* Exercise aim *
Which lines in the items below contain the string "instances"? Report each such line in full, and treat uppercase and lowercase letters as different.

* Supplied entries *
§ §
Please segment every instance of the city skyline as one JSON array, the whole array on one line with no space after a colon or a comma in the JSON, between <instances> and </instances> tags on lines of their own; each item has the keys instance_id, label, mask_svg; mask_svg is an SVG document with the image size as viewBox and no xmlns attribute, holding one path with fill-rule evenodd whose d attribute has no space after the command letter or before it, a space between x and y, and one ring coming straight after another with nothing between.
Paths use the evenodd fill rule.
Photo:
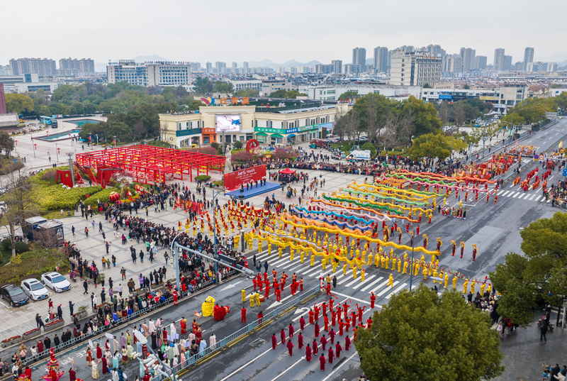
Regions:
<instances>
[{"instance_id":1,"label":"city skyline","mask_svg":"<svg viewBox=\"0 0 567 381\"><path fill-rule=\"evenodd\" d=\"M140 5L150 4L147 0L142 0L141 3ZM515 37L517 34L505 33L517 28L515 20L527 16L527 8L519 6L518 1L481 1L475 3L477 11L471 11L470 4L447 3L443 7L435 7L409 0L405 5L408 11L404 11L403 20L379 16L396 11L393 4L362 0L358 1L359 6L342 7L340 4L343 3L336 0L315 0L301 3L302 11L298 13L293 4L299 3L293 0L291 3L291 6L281 7L250 0L247 6L242 7L228 0L219 0L215 4L215 13L210 13L207 4L189 5L165 0L160 3L160 8L171 10L173 7L177 11L164 13L168 19L167 27L164 28L161 22L156 23L154 19L159 15L159 10L157 13L147 12L145 10L147 8L143 6L133 9L126 4L99 0L95 8L90 4L72 8L61 0L50 3L32 0L31 6L26 10L26 23L41 25L46 19L52 20L50 33L38 33L33 28L19 28L19 40L23 43L11 44L9 49L0 50L0 65L7 65L12 58L41 57L59 60L69 56L91 57L99 64L106 64L109 60L150 55L174 61L201 62L202 65L207 61L235 61L240 65L242 61L266 59L275 62L296 60L301 62L318 60L322 63L342 60L344 64L348 64L353 63L352 49L357 46L364 48L366 57L371 57L378 46L392 50L403 45L418 48L430 44L440 45L447 54L457 54L461 48L470 48L476 50L476 55L488 57L489 65L493 63L494 50L498 48L505 48L507 55L512 56L512 64L523 61L526 47L534 48L534 61L558 62L567 60L567 49L564 52L558 50L561 48L558 48L554 38L546 38L549 31L546 28L541 28L541 32L530 31L521 38ZM483 6L484 3L486 7ZM525 4L527 6L528 3ZM556 11L546 14L546 23L554 26L554 35L560 38L567 35L567 26L559 18L561 10L567 9L567 5L556 0L550 0L546 4ZM4 4L9 13L11 11L17 12L16 6L15 3ZM235 28L219 27L211 23L209 17L194 17L201 13L209 14L216 20L246 20L254 7L262 9L264 14L273 11L278 17L265 24L265 27L258 28L255 23L239 22ZM193 15L189 23L188 12ZM447 20L464 12L468 16L473 29L447 29ZM76 22L77 16L87 13L97 16L96 25L100 27L75 26L80 25ZM476 18L476 13L478 16ZM503 17L505 13L506 17ZM124 22L124 14L136 22ZM336 25L356 19L357 27L348 33L340 28L336 28L336 31L310 29L308 40L317 40L317 44L299 43L307 36L307 31L301 26L311 25L314 14L318 15L317 22ZM20 22L17 18L9 18L5 23L6 29L15 28ZM71 29L72 33L69 33ZM440 30L449 33L439 33ZM233 38L233 33L240 38ZM53 36L57 35L65 35L64 43L53 43ZM128 43L124 43L121 36L132 35L137 38L128 38ZM495 38L495 35L498 38Z\"/></svg>"}]
</instances>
§ §
* Output for this exercise *
Please segment every instance of the city skyline as one JSON array, the whole array on one line with no space after a colon or a comma in the JSON, between <instances> and </instances> tags on lines of their own; each item has the keys instance_id, label, mask_svg; mask_svg is an SVG document with the image size as viewBox and no xmlns attribute, holding one path with fill-rule evenodd whose d attribute has no space after the command letter or before it, a space between x and y, and one ring coming straight after another with nothing between.
<instances>
</instances>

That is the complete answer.